[READING PASSAGE]:
Tuesday, December 15, 2009

Guest Blogger: Jordan J.

I’d like to wrap up our unit of inaugural addresses. The President’s inaugural address is a way to restate their goals that they have been campaigning and state to America what exactly they are trying to accomplish in their term. After listing to everyone’s presentation of the different president’s inaugural addresses I wanted to look into how much the presidents actually stick to what they say in their address once they start their term. One example is how President Obama talks about the removal of troops in his inaugural address. “We will begin to responsibly leave Iraq to its people and forge a hard-earned peace in Afghanistan” (President Obama). Although he says that he wants to remove the troops, he has found that that is easier said then done, and he is sending more troops to Afghanistan. This is nothing against President Obama it is merely an example of something that many presidents have done. This makes me wonder if what inaugural addresses actually stand for. Has the new technology of televisions and internet turned a once historical event into just another way for the president to gain popularity with Americans? Or is what the President says in their inaugural address what they really believe they will try to accomplish for the country? One side of me believes that over the years inaugural addresses have just turned into another way to gain popularity, because now with the internet and televisions Presidents have more viewers watching their addresses which give a prime opportunity to gain popularity. On the other side I feel that Presidents are speaking on what they honestly feel they are going to do for our country, but when in comes down to it they have to change what they originally said for the sake of America. Please comment I want to see how everyone else feels about this.

[RECORDS SUPPLIED]:
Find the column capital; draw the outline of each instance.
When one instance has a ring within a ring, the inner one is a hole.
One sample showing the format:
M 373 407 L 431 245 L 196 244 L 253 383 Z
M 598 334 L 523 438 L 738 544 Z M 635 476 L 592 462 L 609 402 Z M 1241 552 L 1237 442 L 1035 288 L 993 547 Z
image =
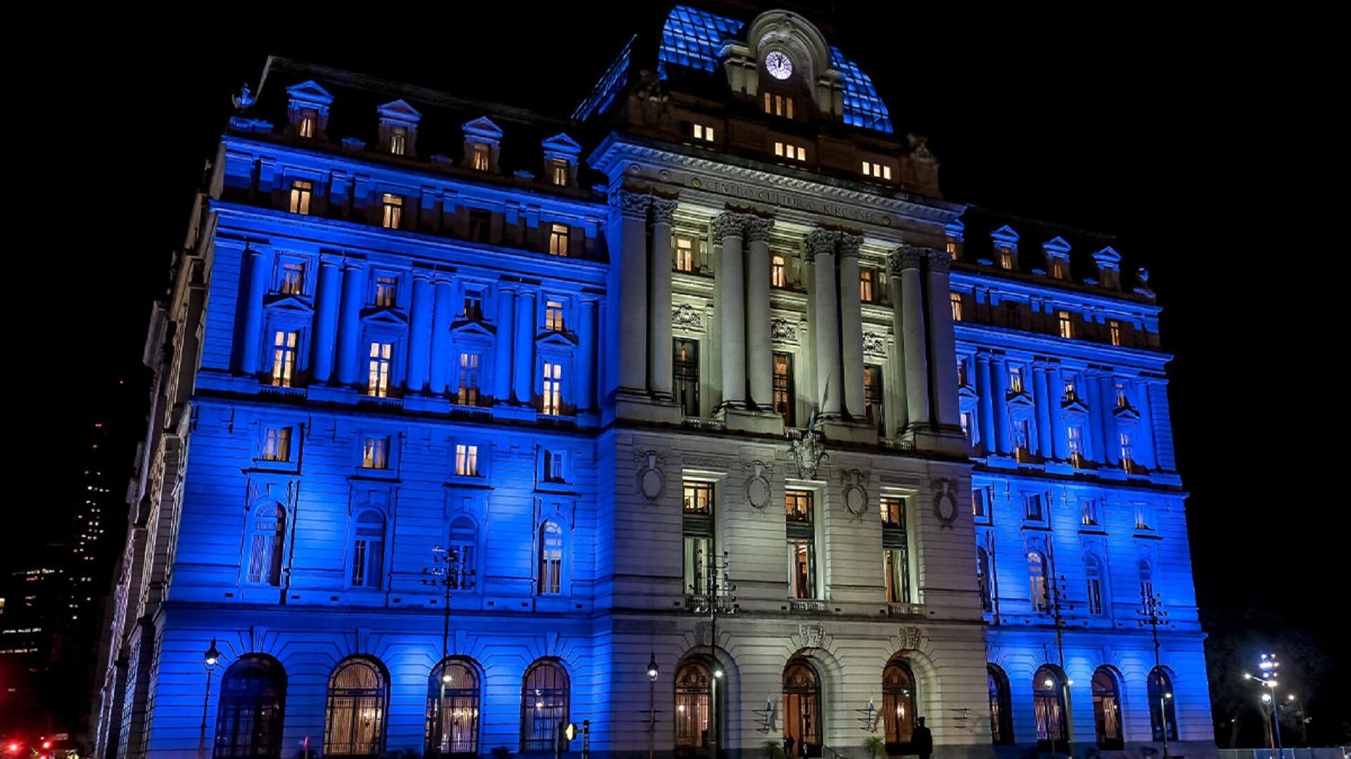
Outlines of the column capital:
M 742 236 L 742 231 L 746 228 L 746 216 L 743 213 L 734 213 L 731 211 L 724 211 L 713 217 L 713 244 L 721 244 L 724 238 Z
M 653 203 L 653 196 L 626 189 L 609 193 L 611 211 L 624 219 L 647 219 L 647 208 Z
M 802 242 L 807 246 L 807 261 L 816 261 L 817 255 L 834 255 L 835 254 L 835 238 L 839 232 L 832 230 L 812 230 L 807 232 Z
M 766 219 L 765 216 L 747 216 L 746 217 L 746 242 L 748 243 L 767 243 L 769 231 L 774 228 L 774 220 Z
M 888 258 L 892 263 L 892 274 L 900 274 L 907 269 L 920 267 L 920 261 L 924 258 L 924 248 L 902 244 L 901 247 L 893 250 Z
M 858 247 L 863 244 L 862 235 L 836 232 L 835 236 L 840 243 L 840 258 L 858 258 Z
M 676 199 L 671 197 L 654 197 L 651 200 L 653 205 L 653 224 L 670 224 L 676 220 Z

[YOUR OBJECTIVE]: Retype the complete blog post on inaugural addresses without any changes. The items above were drawn from a separate source and are unrelated to the blog post on inaugural addresses.

[TASK RESULT]:
Tuesday, December 15, 2009

Guest Blogger: Jordan J.

I’d like to wrap up our unit of inaugural addresses. The President’s inaugural address is a way to restate their goals that they have been campaigning and state to America what exactly they are trying to accomplish in their term. After listing to everyone’s presentation of the different president’s inaugural addresses I wanted to look into how much the presidents actually stick to what they say in their address once they start their term. One example is how President Obama talks about the removal of troops in his inaugural address. “We will begin to responsibly leave Iraq to its people and forge a hard-earned peace in Afghanistan” (President Obama). Although he says that he wants to remove the troops, he has found that that is easier said then done, and he is sending more troops to Afghanistan. This is nothing against President Obama it is merely an example of something that many presidents have done. This makes me wonder if what inaugural addresses actually stand for. Has the new technology of televisions and internet turned a once historical event into just another way for the president to gain popularity with Americans? Or is what the President says in their inaugural address what they really believe they will try to accomplish for the country? One side of me believes that over the years inaugural addresses have just turned into another way to gain popularity, because now with the internet and televisions Presidents have more viewers watching their addresses which give a prime opportunity to gain popularity. On the other side I feel that Presidents are speaking on what they honestly feel they are going to do for our country, but when in comes down to it they have to change what they originally said for the sake of America. Please comment I want to see how everyone else feels about this.